* SOURCE PASSAGE
** start **
Basic Assumptions
Whatever our viewpoints, we have to start with some basic
assumptions. In fact, we cannot conduct our daily lives without
assumptions. Many of our assumptions are never put into words, but are
learned by our experiences. We learn by trying different actions until we
try something that works. We build upon that. This learning must
start in the womb.
At first, we are the center of our universe. Everything
happens to and for us. Everything revolves around fulfilling our needs
and providing comfort for us. Eventually, we learn there are other
individuals around us, that they also have needs and wants. Our universe
expands to our home, to our neighborhood, and to the horizon around us.
The Sun, Moon and stars still turn around us and our little universe. For
many people in the world, this was, and still is, an adequate view of the
world.
Most of us today have learned how large (and how relatively small)
** end **
* SUPPLIED RECORDS
** start **
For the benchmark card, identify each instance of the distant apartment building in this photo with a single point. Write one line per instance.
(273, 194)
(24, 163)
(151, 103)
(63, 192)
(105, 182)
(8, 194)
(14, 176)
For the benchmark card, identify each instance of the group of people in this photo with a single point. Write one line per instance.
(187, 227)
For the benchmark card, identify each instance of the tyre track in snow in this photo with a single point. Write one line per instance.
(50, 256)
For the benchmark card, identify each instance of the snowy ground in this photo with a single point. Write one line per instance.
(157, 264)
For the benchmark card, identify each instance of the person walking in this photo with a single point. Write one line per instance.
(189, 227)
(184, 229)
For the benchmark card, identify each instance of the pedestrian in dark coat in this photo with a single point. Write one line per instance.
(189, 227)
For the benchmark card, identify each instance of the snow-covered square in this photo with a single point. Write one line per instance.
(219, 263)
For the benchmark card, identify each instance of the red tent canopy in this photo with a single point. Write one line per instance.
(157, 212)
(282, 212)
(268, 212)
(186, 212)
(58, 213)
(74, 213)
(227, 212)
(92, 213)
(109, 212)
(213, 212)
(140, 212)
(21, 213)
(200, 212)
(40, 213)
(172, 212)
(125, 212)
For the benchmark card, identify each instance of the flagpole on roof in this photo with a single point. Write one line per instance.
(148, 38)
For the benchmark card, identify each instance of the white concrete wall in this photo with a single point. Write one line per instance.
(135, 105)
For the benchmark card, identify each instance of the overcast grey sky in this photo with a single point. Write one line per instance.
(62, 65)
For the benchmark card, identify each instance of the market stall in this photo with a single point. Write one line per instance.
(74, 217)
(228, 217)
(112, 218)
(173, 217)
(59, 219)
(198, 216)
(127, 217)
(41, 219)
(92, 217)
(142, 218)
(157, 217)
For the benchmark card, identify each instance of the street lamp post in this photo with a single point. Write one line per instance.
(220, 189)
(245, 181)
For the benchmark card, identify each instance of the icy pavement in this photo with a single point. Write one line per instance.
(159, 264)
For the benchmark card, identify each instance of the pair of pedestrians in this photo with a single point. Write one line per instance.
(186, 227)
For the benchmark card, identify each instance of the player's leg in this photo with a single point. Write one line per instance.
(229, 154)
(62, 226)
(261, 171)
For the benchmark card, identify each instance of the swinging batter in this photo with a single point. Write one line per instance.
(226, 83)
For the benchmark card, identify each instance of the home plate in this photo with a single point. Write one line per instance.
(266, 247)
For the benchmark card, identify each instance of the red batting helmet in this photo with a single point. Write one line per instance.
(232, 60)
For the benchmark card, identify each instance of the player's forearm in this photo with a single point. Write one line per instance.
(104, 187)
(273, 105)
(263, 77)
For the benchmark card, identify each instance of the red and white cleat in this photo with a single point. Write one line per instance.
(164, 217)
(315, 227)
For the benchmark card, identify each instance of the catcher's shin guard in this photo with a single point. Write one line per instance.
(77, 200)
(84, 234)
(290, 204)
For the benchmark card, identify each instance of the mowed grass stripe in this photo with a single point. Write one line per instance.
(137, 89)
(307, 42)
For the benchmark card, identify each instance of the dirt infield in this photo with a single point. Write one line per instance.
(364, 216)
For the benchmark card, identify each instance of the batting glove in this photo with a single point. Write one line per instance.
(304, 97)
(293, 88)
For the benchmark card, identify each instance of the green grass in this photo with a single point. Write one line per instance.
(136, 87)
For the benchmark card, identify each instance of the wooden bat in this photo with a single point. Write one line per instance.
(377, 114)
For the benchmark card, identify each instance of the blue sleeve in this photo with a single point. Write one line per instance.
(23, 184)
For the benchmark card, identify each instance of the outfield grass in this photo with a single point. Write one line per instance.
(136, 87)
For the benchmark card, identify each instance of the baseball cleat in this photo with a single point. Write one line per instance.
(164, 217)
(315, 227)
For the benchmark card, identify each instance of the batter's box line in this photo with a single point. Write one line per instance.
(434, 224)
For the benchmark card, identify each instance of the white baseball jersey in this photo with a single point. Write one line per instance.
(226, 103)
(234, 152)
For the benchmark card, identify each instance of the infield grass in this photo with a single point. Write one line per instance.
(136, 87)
** end **
* ACTIONS TO TAKE
1. Condense the paragraph beginning "At first, we are the center" in the passage on basic assumptions into a shorter version that keeps its main facts.
2. Write a continuation of the passage on basic assumptions, picking up from its final lines.

* OUTPUTS BY TASK
1. At first, we are the center of our universe, and everything happens for us and revolves around our needs and comfort. Later, we learn that other people have needs and wants too, and our universe expands to our home, neighborhood, and horizon. The Sun, Moon, and stars still seem to circle us, a view that was, and still is, adequate for many people.

2.
the Earth is. We know that many of the ancients had a good idea as
well. We have learned that the stars are much larger and farther away
than our unaided eyes are able to tell us. A very few of us have traveled
over a quarter of a million miles to the moon and there are now plans to send
men to Mars.
There are a few people who, in spite of television and world-wide
travel, still believe the world is flat, and that our trips into outer space
and views of the earth as a globe are a hoax perpetrated upon us by the media,
or government.
We all have to validate our own assumptions. No one else can
do it for us.
Science is based on the use of experimentation to discover the
Universe. As described already, a baby in the womb is a scientist.
A child learns to walk by trying one thing and another to get upright, learning
to balance, and finally placing one foot ahead of the other. Most of the
time, there is an adult or two for him or her to imitate, but the child must
still learn how to control his or her own muscles to do so.
The Scientific Method
can be described by these four steps:
1. Choose an
occurrence you wish to understand.
2. Imagine
possible explanations for the occurrence (hypothesize).
3. Determine what
would happen if your explanation is correct (predict).
4. See if you can
reproduce the occurrence with the expected results (experiment).
When you can
consistently reproduce the occurrence with the predicted results, your
explanation becomes a theory.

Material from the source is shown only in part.